(TEXT UNDER STUDY)

We spoke to historical novelist Bernard Cornwell, inspiration to any budding novel writers, while he was working on the novel Agincourt…
Before becoming a prolific and popular English historical novelist, Bernard Cornwell worked as a television producer in London and Belfast. He is the author of the hugely successful Sharpe series of novels, which cover the adventures of Napoleonic-era English soldier Richard Sharpe. Most of these have been filmed for TV, starring Sean Bean as the eponymous hero. Bernard Cornwell has also written a series of bestselling novels set during Arthurian Britain (The Warlord Chronicles); 9th century England (The Saxon Stories); the 100 Years’ War (The Grail Quest novels) and the American Civil War (The Starbuck Chronicles), as well as a series of contemporary thrillers.
Q. What was the first book you wrote, and what was your inspiration for it?

(End TEXT UNDER STUDY)

**TASK TO CARRY OUT:**
From the Bernard Cornwell interview, copy the passage from "We spoke to" up to and including "of contemporary thrillers.".

(PROVIDED INFORMATION)

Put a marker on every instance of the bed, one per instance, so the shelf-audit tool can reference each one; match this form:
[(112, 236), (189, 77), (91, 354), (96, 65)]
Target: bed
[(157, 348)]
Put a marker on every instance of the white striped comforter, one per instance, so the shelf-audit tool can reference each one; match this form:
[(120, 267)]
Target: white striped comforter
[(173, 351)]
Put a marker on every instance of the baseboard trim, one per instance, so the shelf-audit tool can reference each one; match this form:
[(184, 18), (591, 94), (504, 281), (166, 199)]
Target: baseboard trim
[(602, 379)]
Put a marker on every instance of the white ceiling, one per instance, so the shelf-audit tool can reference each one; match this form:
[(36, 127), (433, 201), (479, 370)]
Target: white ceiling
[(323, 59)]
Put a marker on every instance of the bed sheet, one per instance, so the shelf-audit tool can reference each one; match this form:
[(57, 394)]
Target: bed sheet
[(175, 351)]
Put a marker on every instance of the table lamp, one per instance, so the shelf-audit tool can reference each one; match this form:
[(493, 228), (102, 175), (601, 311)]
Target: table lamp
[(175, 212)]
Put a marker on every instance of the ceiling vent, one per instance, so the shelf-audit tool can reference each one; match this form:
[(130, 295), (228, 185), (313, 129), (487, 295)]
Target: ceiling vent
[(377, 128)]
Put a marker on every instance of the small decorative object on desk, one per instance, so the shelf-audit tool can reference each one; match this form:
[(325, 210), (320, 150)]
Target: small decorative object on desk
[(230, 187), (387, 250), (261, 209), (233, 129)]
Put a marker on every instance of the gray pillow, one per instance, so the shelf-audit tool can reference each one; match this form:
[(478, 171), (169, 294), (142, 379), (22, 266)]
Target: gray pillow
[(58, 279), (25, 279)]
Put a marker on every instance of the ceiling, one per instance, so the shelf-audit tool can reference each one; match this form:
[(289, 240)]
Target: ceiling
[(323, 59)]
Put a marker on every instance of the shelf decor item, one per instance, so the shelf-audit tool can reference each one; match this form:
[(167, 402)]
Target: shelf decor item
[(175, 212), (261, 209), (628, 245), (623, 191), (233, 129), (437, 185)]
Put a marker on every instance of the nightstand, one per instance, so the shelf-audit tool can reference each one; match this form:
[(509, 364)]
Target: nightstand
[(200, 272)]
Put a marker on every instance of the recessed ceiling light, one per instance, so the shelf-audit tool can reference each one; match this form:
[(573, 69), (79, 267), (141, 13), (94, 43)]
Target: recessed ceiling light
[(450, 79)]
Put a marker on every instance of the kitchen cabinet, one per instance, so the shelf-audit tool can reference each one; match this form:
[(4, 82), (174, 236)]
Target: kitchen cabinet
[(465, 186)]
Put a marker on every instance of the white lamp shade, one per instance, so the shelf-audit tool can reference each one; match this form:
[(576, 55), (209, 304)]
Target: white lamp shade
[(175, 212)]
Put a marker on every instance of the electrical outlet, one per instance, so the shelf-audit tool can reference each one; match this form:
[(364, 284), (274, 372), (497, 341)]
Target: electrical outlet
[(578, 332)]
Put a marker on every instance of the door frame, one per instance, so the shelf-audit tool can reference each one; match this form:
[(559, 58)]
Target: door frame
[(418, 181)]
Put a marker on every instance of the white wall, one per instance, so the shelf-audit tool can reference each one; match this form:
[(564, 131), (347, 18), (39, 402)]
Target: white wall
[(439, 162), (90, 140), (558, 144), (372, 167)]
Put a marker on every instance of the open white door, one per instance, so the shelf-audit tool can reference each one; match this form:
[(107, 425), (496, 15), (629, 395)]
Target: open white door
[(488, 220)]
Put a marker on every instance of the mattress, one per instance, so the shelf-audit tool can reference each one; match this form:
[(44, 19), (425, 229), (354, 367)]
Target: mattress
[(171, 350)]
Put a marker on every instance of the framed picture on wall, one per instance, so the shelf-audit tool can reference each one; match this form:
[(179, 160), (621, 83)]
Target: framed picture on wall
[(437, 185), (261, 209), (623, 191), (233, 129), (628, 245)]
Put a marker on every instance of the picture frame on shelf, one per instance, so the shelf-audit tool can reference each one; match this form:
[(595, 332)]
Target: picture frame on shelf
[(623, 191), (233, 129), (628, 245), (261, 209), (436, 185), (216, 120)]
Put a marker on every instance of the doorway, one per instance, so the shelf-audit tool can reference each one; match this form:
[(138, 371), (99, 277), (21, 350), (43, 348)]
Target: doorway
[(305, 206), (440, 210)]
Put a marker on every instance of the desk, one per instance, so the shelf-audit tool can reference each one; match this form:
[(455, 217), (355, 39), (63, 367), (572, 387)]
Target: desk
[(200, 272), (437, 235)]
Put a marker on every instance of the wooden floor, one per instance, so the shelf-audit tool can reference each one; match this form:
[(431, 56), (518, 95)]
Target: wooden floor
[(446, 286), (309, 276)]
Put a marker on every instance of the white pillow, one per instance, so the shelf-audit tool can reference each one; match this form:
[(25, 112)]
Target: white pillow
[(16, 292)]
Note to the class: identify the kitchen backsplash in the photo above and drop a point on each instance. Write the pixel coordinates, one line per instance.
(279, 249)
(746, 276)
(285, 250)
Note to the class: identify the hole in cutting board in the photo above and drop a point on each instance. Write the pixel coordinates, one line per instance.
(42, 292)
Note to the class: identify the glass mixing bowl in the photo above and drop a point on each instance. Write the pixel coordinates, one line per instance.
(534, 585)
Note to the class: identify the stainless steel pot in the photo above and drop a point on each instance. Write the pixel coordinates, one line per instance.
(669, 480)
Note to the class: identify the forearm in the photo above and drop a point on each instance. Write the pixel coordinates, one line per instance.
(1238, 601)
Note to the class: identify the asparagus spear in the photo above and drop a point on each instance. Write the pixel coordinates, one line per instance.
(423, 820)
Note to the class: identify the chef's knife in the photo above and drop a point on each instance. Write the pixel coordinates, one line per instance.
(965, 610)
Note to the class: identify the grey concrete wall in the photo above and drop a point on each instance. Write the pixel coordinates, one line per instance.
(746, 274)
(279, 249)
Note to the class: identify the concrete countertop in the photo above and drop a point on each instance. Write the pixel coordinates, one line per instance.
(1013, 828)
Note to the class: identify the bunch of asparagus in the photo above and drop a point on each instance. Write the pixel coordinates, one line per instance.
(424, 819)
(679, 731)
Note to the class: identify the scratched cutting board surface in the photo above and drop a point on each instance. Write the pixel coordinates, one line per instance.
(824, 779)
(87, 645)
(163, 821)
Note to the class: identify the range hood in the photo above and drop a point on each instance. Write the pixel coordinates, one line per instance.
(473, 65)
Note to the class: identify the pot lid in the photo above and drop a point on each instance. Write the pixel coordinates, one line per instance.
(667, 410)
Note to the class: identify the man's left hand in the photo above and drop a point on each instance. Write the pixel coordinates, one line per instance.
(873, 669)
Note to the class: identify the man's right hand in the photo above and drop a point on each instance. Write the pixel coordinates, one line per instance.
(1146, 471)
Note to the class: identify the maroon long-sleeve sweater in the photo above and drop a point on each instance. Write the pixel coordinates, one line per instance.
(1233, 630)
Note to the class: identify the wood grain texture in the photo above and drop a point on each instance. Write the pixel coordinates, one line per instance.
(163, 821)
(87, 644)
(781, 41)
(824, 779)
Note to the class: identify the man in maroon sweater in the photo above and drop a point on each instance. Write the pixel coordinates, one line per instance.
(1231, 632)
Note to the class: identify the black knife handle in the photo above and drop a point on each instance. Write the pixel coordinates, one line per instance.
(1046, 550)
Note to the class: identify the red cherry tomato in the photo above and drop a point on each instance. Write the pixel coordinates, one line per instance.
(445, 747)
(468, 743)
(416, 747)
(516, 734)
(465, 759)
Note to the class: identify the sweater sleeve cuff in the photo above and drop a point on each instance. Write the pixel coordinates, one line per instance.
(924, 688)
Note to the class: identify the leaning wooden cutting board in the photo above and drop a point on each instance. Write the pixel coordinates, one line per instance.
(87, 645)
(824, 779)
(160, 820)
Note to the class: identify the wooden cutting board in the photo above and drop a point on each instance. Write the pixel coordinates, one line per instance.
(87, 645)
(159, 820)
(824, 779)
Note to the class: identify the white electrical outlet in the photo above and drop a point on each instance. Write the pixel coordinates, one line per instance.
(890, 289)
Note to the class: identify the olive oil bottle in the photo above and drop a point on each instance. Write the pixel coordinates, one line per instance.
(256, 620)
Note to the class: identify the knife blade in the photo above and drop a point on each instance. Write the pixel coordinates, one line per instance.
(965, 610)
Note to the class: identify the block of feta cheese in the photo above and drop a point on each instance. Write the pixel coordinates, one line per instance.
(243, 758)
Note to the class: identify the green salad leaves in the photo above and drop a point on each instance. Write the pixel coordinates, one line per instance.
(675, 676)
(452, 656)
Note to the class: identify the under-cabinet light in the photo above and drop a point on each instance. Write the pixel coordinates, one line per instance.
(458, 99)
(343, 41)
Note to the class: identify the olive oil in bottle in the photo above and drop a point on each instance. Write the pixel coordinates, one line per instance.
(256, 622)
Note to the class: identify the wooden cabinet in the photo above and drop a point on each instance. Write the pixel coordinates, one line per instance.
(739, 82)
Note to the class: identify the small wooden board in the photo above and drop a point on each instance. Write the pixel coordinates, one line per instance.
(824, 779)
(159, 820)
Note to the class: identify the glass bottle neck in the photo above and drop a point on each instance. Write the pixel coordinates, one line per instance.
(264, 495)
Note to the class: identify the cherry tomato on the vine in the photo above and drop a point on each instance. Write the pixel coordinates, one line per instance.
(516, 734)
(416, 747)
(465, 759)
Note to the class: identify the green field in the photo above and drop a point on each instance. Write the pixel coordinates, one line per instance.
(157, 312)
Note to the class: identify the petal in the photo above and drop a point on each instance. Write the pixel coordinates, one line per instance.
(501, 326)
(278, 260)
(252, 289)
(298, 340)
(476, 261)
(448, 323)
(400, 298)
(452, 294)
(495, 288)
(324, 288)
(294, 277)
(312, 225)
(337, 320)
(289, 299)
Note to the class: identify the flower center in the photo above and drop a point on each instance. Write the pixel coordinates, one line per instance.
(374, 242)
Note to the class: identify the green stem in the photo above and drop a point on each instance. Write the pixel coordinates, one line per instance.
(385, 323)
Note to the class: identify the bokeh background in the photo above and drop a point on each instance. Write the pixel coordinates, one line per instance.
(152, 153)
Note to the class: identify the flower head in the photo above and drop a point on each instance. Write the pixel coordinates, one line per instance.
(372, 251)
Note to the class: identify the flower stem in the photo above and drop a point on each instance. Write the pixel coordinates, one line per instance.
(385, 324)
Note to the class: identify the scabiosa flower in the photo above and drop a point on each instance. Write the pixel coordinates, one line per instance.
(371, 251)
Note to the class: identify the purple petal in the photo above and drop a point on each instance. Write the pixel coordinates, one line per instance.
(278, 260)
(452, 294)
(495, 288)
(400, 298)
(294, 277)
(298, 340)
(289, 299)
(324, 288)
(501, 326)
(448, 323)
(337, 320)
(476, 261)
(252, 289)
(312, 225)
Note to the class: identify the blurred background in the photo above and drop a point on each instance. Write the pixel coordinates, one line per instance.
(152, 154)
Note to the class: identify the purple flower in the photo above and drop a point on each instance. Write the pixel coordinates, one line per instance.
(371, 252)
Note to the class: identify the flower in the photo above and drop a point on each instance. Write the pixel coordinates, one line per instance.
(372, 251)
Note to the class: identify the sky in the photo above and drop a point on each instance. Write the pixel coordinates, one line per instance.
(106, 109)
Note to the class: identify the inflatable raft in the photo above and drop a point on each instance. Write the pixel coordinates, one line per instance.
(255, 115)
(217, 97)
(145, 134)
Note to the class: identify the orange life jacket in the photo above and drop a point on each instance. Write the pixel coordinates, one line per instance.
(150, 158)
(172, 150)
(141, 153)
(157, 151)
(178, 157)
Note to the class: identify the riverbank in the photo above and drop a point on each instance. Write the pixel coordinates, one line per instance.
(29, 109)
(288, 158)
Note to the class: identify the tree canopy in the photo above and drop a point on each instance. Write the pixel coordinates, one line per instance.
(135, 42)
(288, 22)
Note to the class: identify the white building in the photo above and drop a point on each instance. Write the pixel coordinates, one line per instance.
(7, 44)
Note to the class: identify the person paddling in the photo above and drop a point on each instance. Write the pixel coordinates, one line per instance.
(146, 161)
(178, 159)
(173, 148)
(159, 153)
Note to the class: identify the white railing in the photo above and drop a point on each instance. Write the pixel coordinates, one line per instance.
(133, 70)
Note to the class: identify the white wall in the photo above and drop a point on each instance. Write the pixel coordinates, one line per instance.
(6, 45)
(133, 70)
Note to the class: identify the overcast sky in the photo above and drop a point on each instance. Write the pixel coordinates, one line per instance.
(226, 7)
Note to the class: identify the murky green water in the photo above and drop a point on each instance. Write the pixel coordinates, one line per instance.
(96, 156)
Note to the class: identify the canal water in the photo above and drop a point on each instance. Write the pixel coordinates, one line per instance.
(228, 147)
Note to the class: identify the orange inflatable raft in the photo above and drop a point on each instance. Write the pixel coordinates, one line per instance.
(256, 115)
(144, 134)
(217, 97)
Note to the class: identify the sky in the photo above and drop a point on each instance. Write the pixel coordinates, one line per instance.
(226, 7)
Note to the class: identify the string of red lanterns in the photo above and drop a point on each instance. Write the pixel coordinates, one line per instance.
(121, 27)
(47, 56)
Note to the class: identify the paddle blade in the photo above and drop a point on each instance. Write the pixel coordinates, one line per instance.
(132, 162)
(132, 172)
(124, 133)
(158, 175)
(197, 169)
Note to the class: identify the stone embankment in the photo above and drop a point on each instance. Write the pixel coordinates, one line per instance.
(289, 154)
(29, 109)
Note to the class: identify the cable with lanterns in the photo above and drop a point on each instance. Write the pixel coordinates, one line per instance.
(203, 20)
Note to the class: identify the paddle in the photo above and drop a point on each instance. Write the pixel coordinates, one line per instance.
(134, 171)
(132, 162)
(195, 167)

(End PROVIDED INFORMATION)

**OUTPUT:**
We spoke to historical novelist Bernard Cornwell, inspiration to any budding novel writers, while he was working on the novel Agincourt…
Before becoming a prolific and popular English historical novelist, Bernard Cornwell worked as a television producer in London and Belfast. He is the author of the hugely successful Sharpe series of novels, which cover the adventures of Napoleonic-era English soldier Richard Sharpe. Most of these have been filmed for TV, starring Sean Bean as the eponymous hero. Bernard Cornwell has also written a series of bestselling novels set during Arthurian Britain (The Warlord Chronicles); 9th century England (The Saxon Stories); the 100 Years’ War (The Grail Quest novels) and the American Civil War (The Starbuck Chronicles), as well as a series of contemporary thrillers.